* Task instructions *
Count the lines below that hold the word "ball" and say how many, with no other text.

### Exercise material ###

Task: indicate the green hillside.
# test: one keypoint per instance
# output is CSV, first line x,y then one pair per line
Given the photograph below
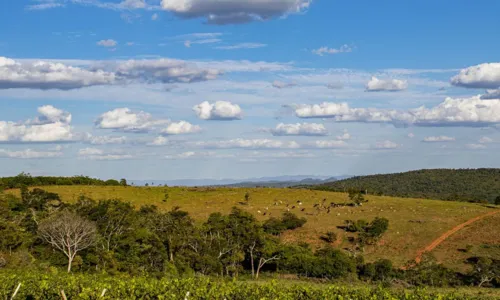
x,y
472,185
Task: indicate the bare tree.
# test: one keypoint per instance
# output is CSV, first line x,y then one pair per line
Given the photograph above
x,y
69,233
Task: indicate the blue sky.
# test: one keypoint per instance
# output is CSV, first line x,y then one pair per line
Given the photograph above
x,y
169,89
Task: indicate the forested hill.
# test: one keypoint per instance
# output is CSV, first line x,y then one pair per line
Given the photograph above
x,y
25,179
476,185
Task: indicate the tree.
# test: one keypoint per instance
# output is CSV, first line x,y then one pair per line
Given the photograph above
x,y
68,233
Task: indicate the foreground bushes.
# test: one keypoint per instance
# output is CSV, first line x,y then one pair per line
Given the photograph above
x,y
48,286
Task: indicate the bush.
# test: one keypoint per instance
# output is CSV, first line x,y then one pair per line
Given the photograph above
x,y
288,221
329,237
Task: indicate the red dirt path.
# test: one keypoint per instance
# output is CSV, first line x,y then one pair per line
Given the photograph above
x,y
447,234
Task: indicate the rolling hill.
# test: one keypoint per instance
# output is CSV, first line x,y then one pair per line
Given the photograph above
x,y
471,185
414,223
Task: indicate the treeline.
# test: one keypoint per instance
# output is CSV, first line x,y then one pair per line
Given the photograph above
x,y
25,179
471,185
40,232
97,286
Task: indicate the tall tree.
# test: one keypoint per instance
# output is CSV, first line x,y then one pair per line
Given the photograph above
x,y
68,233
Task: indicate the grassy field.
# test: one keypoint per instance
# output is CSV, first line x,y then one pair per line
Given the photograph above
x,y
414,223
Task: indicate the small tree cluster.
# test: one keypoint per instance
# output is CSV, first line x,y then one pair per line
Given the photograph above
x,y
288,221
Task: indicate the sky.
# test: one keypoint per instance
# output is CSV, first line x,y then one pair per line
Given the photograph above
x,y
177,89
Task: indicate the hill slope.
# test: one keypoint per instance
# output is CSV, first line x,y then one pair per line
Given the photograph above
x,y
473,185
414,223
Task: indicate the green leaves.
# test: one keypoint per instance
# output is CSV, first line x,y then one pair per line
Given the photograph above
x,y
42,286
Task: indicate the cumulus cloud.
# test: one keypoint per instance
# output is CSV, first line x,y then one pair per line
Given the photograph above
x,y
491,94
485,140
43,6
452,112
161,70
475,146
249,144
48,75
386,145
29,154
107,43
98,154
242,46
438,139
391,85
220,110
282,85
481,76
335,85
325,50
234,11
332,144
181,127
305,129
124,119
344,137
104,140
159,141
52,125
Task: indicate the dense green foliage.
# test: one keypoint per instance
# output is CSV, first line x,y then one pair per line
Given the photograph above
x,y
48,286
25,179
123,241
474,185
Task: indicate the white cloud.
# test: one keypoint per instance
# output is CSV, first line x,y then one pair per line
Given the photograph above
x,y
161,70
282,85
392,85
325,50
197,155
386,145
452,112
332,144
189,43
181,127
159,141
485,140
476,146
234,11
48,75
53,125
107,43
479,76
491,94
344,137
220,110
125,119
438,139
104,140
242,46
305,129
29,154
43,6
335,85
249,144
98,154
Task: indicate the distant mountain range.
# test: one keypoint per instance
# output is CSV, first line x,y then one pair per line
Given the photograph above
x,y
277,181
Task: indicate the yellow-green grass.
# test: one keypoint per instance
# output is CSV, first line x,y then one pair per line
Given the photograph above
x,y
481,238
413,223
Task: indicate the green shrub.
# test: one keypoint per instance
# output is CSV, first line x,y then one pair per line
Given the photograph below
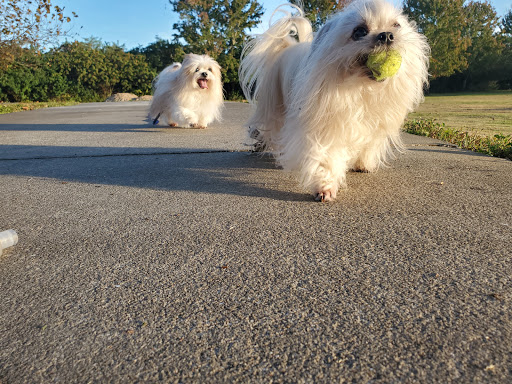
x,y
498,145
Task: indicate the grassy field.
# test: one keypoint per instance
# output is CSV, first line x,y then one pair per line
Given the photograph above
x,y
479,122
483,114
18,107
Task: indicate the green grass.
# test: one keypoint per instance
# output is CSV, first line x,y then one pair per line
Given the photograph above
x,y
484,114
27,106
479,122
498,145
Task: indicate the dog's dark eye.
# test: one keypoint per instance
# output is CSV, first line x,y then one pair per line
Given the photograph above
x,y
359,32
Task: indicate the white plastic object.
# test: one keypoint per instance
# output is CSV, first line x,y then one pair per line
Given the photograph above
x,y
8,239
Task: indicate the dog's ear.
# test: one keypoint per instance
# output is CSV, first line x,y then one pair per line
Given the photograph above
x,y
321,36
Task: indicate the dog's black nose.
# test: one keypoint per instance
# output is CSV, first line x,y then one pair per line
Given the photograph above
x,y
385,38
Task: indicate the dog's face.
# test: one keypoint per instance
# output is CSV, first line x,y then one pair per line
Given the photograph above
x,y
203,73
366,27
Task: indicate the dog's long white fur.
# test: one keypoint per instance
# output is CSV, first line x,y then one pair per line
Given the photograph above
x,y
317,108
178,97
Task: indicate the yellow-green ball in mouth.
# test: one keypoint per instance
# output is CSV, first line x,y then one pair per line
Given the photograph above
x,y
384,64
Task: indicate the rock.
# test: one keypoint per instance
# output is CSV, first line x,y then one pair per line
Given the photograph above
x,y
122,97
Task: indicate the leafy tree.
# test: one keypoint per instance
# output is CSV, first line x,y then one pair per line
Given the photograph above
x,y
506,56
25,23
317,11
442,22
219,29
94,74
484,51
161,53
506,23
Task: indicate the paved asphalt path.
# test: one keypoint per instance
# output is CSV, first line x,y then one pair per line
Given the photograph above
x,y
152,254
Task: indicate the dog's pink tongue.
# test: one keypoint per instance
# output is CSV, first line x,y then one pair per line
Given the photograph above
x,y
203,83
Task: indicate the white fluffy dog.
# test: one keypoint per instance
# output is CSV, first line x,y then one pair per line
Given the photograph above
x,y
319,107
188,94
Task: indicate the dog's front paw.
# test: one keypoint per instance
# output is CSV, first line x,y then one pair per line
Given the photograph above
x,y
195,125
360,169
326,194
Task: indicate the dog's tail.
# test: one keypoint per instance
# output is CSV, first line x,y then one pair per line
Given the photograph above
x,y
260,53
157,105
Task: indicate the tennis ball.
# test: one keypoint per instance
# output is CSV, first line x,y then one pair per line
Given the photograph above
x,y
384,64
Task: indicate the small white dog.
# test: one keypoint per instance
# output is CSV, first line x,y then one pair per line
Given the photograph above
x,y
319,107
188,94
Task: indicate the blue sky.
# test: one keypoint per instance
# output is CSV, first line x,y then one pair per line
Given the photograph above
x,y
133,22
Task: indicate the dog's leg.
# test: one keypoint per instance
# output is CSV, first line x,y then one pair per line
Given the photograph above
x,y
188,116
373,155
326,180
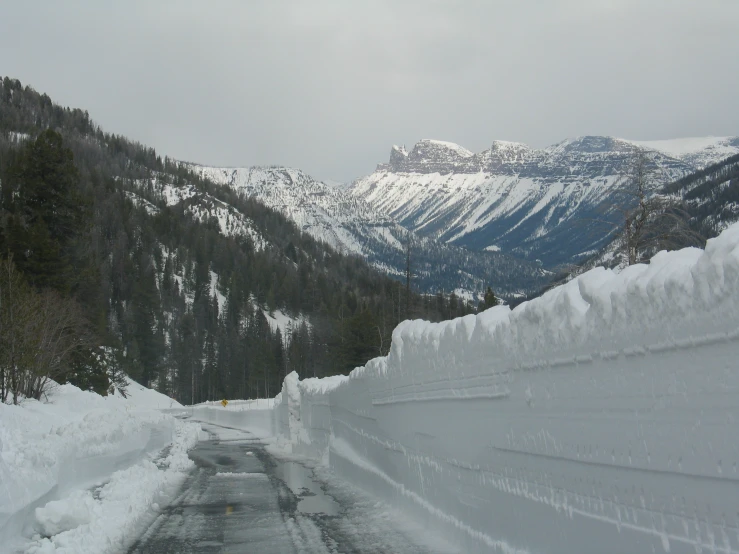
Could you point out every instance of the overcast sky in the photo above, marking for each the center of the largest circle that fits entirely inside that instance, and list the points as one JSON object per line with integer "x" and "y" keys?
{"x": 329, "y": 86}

###

* Answer area *
2